We depreciate the cost of property and equipment and intangible assets over the estimated useful service lives of the items. These estimates of useful lives involve considerable judgment. In determining these estimates, we take into account industry trends and company-specific factors, including changing technologies and expectations for the in-service period of these assets. On an annual basis, were assess our existing estimates of useful lives to ensure they match the anticipated life of the asset from a revenue-producing perspective. If the in-service period change happens more quickly than we have anticipated, we may have to shorten the estimated life of certain property and equipment or intangible assets, which could result in higher depreciation expenses in future periods or an impairment charge to write down the value of property and equipment or intangible assets.

 

Intangible Assets

 

Intangible assets acquired individually or as part of a group of other assets are initially recognized and measured at cost. The cost of a group of intangible assets acquired in a transaction, including those acquired in a business combination that meet the specified criteria for recognition apart from goodwill, is allocated to the individual assets acquired based on their fair values.

GIVEN INFORMATION
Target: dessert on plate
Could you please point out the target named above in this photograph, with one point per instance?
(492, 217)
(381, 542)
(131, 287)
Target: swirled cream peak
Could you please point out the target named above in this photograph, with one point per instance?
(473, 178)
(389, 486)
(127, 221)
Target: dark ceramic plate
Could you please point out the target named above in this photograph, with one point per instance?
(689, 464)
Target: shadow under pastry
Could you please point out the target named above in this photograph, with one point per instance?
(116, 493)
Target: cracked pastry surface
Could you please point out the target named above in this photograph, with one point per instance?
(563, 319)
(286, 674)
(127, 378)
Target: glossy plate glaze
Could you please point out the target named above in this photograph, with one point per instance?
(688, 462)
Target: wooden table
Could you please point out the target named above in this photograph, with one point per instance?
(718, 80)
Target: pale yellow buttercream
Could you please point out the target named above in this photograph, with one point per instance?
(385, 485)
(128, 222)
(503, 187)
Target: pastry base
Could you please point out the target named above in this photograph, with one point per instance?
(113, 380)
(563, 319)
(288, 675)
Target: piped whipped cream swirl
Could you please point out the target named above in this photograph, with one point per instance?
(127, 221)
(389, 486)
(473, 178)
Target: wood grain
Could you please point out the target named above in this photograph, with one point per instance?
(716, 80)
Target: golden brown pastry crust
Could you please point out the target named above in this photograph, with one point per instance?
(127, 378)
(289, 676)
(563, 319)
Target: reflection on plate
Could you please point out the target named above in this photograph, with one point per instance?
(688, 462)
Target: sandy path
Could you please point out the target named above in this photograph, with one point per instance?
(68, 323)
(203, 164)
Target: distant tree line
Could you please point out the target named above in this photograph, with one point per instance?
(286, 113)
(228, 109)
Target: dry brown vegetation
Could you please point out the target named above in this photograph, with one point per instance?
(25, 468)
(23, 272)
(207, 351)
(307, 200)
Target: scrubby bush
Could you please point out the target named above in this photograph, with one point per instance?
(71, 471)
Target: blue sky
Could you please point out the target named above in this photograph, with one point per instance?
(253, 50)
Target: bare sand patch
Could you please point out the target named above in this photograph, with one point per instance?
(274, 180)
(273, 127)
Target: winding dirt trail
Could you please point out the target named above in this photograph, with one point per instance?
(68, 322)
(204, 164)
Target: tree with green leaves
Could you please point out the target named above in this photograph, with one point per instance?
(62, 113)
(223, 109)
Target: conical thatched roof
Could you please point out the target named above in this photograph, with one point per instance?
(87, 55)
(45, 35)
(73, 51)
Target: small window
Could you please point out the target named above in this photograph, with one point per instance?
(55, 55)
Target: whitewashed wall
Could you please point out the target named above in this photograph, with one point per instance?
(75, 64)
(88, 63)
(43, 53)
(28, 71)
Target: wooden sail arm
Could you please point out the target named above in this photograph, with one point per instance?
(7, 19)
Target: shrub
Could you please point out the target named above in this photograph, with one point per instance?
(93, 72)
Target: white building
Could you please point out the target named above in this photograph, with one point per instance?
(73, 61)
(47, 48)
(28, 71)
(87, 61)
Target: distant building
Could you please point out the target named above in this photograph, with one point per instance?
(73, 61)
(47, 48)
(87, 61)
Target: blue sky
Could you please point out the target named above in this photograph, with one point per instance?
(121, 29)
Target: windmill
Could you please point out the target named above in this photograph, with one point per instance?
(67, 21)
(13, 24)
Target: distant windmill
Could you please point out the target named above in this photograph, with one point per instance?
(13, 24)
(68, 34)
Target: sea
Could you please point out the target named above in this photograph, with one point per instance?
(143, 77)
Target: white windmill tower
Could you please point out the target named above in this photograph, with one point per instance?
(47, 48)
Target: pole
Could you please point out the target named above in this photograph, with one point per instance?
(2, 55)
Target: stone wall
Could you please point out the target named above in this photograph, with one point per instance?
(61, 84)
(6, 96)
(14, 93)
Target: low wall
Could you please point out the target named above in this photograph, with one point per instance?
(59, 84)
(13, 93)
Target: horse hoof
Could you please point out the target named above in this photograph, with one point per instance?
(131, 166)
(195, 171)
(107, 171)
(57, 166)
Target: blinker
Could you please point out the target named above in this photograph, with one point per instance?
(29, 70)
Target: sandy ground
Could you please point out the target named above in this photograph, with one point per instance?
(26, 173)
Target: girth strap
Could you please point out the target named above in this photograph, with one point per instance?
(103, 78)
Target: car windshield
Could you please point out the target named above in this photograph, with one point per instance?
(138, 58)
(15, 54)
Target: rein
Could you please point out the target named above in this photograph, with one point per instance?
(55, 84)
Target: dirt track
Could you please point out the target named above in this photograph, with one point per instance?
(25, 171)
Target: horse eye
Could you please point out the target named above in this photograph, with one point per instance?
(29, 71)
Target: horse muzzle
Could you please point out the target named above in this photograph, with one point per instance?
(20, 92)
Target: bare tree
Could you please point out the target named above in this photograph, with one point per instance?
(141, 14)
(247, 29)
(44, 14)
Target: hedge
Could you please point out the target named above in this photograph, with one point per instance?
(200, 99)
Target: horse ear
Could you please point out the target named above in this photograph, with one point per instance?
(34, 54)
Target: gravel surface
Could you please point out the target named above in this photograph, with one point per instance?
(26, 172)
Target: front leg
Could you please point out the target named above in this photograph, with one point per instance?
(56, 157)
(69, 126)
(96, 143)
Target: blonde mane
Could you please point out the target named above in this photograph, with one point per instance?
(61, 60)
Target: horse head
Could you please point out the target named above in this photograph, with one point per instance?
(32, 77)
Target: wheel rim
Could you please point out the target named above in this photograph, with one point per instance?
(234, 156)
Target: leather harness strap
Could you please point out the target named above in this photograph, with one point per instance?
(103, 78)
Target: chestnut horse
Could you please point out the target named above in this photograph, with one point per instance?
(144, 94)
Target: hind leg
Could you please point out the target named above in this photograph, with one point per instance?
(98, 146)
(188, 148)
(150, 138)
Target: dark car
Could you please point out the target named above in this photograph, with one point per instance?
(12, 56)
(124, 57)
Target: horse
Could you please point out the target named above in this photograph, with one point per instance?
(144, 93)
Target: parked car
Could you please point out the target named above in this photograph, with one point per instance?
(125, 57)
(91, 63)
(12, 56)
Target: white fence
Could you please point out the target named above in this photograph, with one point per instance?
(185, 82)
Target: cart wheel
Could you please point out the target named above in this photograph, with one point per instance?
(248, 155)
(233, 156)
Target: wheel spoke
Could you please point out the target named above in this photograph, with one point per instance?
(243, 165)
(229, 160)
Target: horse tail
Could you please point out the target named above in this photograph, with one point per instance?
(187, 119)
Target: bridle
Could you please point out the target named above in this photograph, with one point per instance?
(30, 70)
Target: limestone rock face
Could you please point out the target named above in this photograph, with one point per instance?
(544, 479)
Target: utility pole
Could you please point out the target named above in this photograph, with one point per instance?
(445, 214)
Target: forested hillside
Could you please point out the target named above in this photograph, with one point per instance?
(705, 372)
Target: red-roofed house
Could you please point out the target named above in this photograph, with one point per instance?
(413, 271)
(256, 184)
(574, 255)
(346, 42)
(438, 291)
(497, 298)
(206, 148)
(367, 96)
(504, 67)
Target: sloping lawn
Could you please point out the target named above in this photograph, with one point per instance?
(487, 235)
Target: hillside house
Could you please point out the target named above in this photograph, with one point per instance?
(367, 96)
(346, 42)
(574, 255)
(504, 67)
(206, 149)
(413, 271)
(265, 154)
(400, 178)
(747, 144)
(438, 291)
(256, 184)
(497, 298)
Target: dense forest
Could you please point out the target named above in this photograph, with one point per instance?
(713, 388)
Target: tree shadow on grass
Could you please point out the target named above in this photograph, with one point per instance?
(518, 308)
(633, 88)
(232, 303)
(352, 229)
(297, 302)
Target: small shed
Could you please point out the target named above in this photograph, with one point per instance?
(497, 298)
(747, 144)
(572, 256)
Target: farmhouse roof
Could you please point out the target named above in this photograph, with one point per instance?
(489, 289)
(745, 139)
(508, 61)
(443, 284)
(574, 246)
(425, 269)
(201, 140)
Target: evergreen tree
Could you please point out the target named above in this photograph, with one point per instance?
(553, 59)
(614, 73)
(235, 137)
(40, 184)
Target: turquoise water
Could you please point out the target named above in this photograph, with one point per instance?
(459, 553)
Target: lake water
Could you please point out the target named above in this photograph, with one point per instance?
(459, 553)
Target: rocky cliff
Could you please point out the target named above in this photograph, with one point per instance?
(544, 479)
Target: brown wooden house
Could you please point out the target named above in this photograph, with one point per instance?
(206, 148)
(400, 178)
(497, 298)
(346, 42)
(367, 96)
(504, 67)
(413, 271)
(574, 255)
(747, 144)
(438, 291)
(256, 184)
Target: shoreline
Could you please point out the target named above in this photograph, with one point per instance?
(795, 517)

WRITTEN REQUEST A
Repeat verbatim the part of the passage on depreciation and intangible assets that opens with the words containing "We depreciate the" and closes with "or intangible assets.".
WRITTEN REQUEST B
Reproduce verbatim the part of the records that opens with the line containing "Target: shoreline" and closes with the last line of the records.

RESULT A
We depreciate the cost of property and equipment and intangible assets over the estimated useful service lives of the items. These estimates of useful lives involve considerable judgment. In determining these estimates, we take into account industry trends and company-specific factors, including changing technologies and expectations for the in-service period of these assets. On an annual basis, were assess our existing estimates of useful lives to ensure they match the anticipated life of the asset from a revenue-producing perspective. If the in-service period change happens more quickly than we have anticipated, we may have to shorten the estimated life of certain property and equipment or intangible assets, which could result in higher depreciation expenses in future periods or an impairment charge to write down the value of property and equipment or intangible assets.

RESULT B
Target: shoreline
Could you please point out the target named above in this photograph, with one point per instance?
(795, 517)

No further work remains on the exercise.